--- Start of Article ---

[RFT/RFC PATCH 3/6] ARM: add macro to perform far branches (b/bl)

Thu Mar 12 14:15:08 PDT 2015

On 12 March 2015 at 22:03, Nicolas Pitre <nicolas.pitre at linaro.org> wrote:
> On Thu, 12 Mar 2015, Ard Biesheuvel wrote:
>
>> On 12 March 2015 at 21:32, Nicolas Pitre <nicolas.pitre at linaro.org> wrote:
>> > On Thu, 12 Mar 2015, Ard Biesheuvel wrote:
>> >
>> >> These macros execute PC-relative branches, but with a larger
>> >> reach than the 24 bits that are available in the b and bl opcodes.
>> >>
>> >> Signed-off-by: Ard Biesheuvel <ard.biesheuvel at linaro.org>
>> >> ---
>> >>  arch/arm/include/asm/assembler.h | 29 +++++++++++++++++++++++++++++
>> >>  1 file changed, 29 insertions(+)

--- End of Article ---
--- Start of Data excerpts ---

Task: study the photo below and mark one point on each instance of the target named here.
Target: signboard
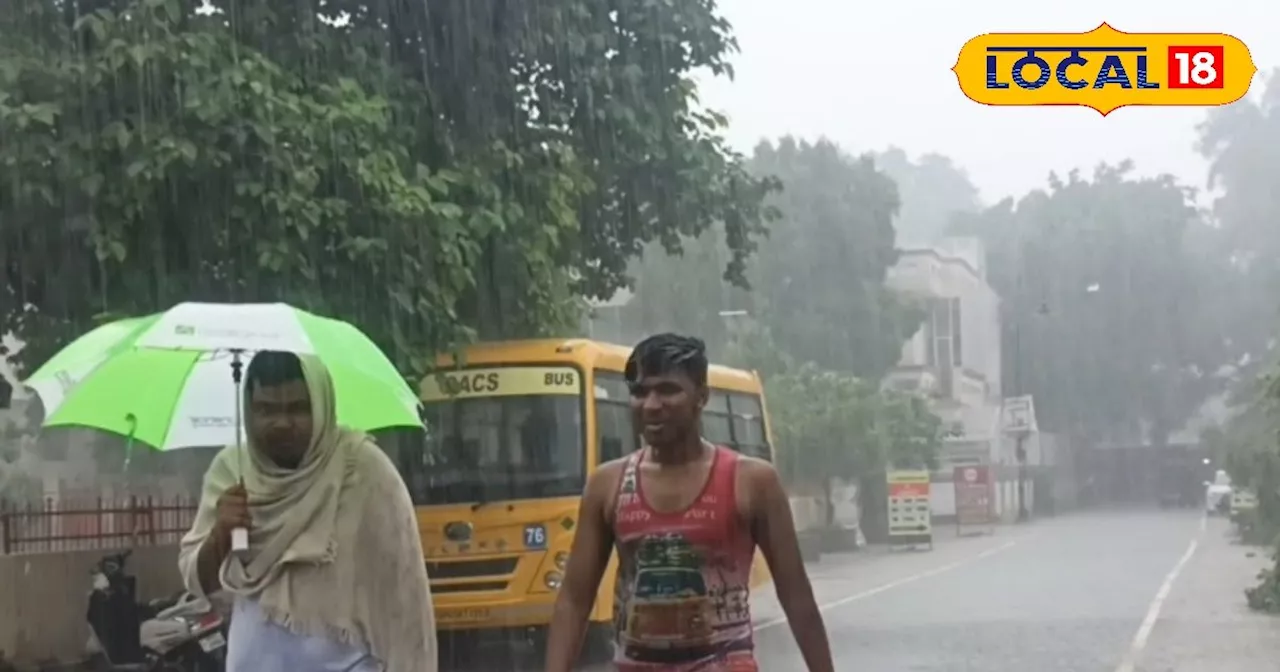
(1018, 415)
(910, 519)
(502, 382)
(973, 496)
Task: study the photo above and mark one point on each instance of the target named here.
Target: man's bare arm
(776, 535)
(589, 556)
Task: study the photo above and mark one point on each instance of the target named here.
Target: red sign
(973, 496)
(909, 489)
(1196, 67)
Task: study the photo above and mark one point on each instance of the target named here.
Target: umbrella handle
(240, 535)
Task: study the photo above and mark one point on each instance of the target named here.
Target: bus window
(516, 435)
(716, 419)
(748, 417)
(615, 434)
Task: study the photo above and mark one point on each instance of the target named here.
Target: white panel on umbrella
(209, 327)
(206, 408)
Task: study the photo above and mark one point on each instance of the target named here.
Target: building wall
(941, 275)
(963, 379)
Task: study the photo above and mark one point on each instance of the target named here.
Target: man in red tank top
(685, 517)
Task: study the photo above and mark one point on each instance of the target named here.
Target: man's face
(280, 421)
(666, 407)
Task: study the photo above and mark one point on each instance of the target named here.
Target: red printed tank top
(684, 577)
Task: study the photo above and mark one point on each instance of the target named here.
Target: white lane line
(891, 585)
(1148, 624)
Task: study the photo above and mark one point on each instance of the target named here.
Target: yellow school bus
(512, 435)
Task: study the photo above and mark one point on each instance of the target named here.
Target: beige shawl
(334, 551)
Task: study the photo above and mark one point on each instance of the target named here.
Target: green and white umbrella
(167, 380)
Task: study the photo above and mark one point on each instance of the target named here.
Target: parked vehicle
(1217, 494)
(181, 634)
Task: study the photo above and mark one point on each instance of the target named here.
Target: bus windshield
(501, 442)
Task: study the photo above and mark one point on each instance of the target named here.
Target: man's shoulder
(754, 472)
(604, 479)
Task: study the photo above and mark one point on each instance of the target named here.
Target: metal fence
(62, 525)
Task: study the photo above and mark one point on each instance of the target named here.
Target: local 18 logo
(1105, 69)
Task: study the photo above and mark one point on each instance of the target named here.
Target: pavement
(1119, 592)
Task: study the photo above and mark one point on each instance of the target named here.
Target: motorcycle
(179, 634)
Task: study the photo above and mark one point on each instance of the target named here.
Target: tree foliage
(817, 286)
(1242, 141)
(429, 170)
(933, 191)
(831, 425)
(818, 321)
(1102, 304)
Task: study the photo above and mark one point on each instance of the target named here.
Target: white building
(955, 359)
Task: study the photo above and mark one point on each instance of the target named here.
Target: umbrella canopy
(167, 380)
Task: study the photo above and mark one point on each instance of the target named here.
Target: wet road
(1086, 593)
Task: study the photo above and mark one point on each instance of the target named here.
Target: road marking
(1148, 624)
(897, 583)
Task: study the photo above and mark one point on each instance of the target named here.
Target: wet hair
(666, 353)
(272, 368)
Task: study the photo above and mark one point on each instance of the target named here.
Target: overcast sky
(869, 76)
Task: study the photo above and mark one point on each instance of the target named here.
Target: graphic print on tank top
(684, 577)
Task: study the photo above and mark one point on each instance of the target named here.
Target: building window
(955, 333)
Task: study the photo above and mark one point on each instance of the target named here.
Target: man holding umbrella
(333, 579)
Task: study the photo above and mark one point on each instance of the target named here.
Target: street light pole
(1023, 515)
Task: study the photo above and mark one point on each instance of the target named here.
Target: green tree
(1100, 304)
(375, 168)
(933, 192)
(1242, 142)
(831, 425)
(821, 278)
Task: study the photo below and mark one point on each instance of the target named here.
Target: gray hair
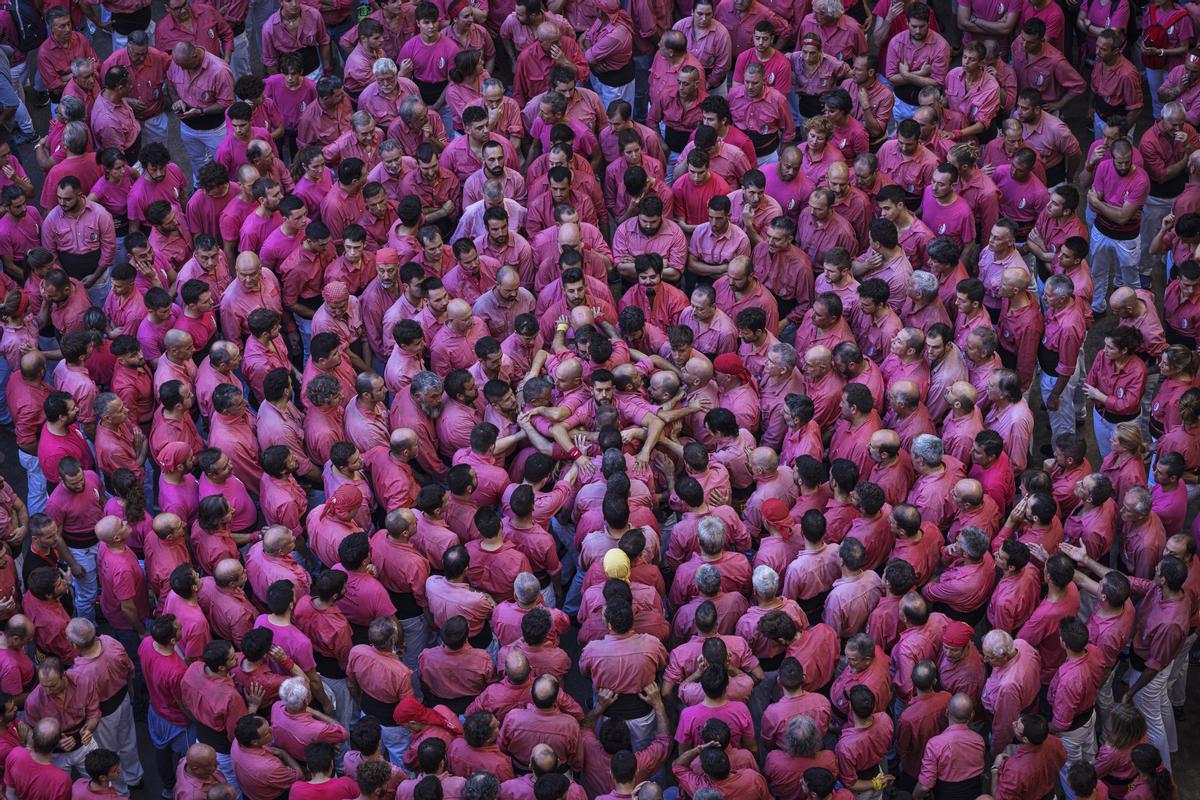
(803, 737)
(785, 353)
(862, 645)
(493, 190)
(294, 693)
(526, 588)
(424, 382)
(407, 109)
(481, 786)
(1143, 501)
(75, 137)
(1060, 284)
(929, 449)
(708, 579)
(997, 644)
(766, 582)
(73, 108)
(81, 632)
(102, 402)
(384, 66)
(711, 535)
(322, 390)
(556, 101)
(925, 283)
(975, 542)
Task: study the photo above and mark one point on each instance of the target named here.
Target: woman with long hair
(1126, 729)
(1153, 781)
(129, 503)
(1126, 463)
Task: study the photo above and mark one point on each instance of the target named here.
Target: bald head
(202, 761)
(905, 392)
(276, 539)
(581, 317)
(508, 277)
(819, 355)
(82, 633)
(400, 522)
(109, 528)
(227, 571)
(166, 523)
(249, 259)
(33, 366)
(402, 439)
(570, 370)
(47, 733)
(969, 491)
(543, 758)
(763, 459)
(1014, 280)
(459, 310)
(177, 340)
(570, 235)
(886, 439)
(700, 371)
(516, 667)
(960, 709)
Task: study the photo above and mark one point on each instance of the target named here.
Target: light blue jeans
(88, 587)
(35, 479)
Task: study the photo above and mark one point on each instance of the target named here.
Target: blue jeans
(5, 371)
(35, 479)
(88, 587)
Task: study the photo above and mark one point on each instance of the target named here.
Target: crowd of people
(689, 354)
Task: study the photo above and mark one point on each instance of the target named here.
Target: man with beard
(495, 168)
(649, 233)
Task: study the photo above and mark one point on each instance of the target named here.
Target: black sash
(907, 92)
(430, 91)
(967, 789)
(763, 143)
(126, 24)
(310, 59)
(328, 666)
(615, 78)
(79, 265)
(1105, 109)
(1081, 719)
(484, 638)
(810, 106)
(406, 603)
(628, 707)
(1170, 188)
(114, 702)
(677, 139)
(381, 710)
(1048, 359)
(204, 121)
(215, 739)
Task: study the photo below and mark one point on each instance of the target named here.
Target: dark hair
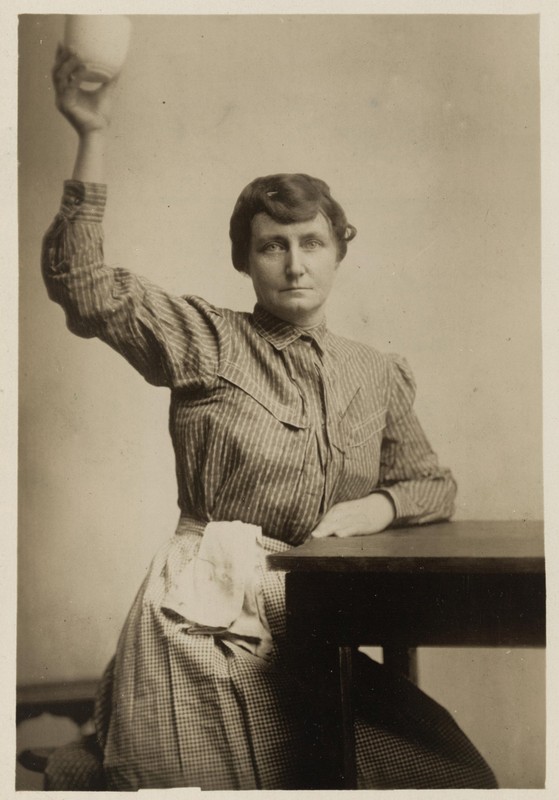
(286, 198)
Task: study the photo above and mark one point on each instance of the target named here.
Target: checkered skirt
(176, 709)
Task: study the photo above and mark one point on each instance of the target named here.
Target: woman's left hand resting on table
(370, 514)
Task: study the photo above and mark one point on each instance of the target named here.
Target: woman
(281, 431)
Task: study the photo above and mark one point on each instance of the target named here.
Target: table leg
(349, 775)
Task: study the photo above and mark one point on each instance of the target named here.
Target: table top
(459, 546)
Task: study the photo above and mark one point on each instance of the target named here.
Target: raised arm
(172, 341)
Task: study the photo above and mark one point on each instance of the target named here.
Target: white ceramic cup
(100, 42)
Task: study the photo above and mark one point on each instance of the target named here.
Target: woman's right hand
(86, 111)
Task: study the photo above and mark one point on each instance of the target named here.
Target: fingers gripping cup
(100, 41)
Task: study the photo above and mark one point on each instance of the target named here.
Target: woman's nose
(294, 265)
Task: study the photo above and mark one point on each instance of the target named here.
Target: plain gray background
(427, 130)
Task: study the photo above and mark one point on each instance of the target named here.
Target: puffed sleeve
(172, 341)
(422, 491)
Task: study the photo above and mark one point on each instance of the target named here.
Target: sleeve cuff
(83, 201)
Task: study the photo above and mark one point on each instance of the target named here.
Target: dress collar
(281, 334)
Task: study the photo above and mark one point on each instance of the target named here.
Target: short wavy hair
(286, 198)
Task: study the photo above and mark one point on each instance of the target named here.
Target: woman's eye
(272, 247)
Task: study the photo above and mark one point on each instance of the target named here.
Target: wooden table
(463, 584)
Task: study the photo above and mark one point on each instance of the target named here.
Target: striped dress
(271, 425)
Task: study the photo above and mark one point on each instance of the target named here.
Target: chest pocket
(284, 403)
(359, 427)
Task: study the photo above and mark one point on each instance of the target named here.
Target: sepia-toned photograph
(280, 437)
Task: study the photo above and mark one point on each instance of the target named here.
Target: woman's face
(293, 267)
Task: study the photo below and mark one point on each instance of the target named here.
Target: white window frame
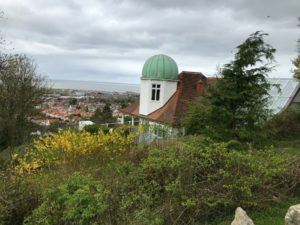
(157, 92)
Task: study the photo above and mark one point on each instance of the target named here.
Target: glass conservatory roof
(281, 97)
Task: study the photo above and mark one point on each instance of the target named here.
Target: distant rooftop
(280, 98)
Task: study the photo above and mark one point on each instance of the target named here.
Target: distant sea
(94, 86)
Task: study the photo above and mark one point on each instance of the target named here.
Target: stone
(241, 218)
(292, 216)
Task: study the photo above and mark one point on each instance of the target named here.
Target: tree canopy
(235, 107)
(21, 92)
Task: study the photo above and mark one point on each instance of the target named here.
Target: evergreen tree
(236, 106)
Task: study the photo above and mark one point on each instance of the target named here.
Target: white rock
(241, 218)
(292, 216)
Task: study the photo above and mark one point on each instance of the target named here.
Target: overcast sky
(109, 40)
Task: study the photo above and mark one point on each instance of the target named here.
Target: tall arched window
(155, 94)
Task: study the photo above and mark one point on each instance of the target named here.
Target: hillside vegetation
(82, 178)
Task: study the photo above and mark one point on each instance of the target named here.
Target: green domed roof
(160, 67)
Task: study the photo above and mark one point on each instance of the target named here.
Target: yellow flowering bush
(67, 145)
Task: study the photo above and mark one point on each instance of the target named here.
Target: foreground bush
(185, 182)
(81, 201)
(191, 182)
(68, 145)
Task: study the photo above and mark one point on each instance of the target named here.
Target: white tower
(158, 83)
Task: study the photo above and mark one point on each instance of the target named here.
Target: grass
(273, 215)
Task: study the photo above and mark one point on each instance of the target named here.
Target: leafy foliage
(21, 90)
(182, 182)
(69, 145)
(81, 200)
(188, 183)
(296, 61)
(236, 106)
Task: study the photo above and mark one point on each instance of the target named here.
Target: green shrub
(19, 196)
(95, 128)
(190, 182)
(81, 200)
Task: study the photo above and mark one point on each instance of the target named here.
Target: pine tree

--- End of Data excerpts ---

**What to work on**
1. List every clock time that appears in the far-branch patch thread.
2. Carry the far-branch patch thread forward from its last line.
These lines of data have no connection to the mailing list thread about far branches.

**Outputs in order**
1.
14:15:08
22:03
21:32

2.
>> >>
>> >> diff --git a/arch/arm/include/asm/assembler.h b/arch/arm/include/asm/assembler.h
>> >> index f67fd3afebdf..bd08c3c1b73f 100644
>> >> --- a/arch/arm/include/asm/assembler.h
>> >> +++ b/arch/arm/include/asm/assembler.h
>> >> @@ -108,6 +108,35 @@
>> >>       .endm
>> >>  #endif
>> >>
>> >> +     /*
>> >> +      * Macros to emit relative branches that may exceed the range
>> >> +      * of the 24-bit immediate of the ordinary b/bl instructions.
>> >> +      * NOTE: this doesn't work with locally defined symbols, as they
>> >> +      * might lack the ARM/Thumb annotation (even if they are annotated
>> >> +      * as functions)
>> >
>> > I really hope you won't need a far call with local symbols ever!
>> >
>>
>> Well, if you use pushsection/popsection, then local, numbered labels
>> you refer to can be quite far away in the output image, and those will
>> not have the thumb bit set.
>
> Indeed.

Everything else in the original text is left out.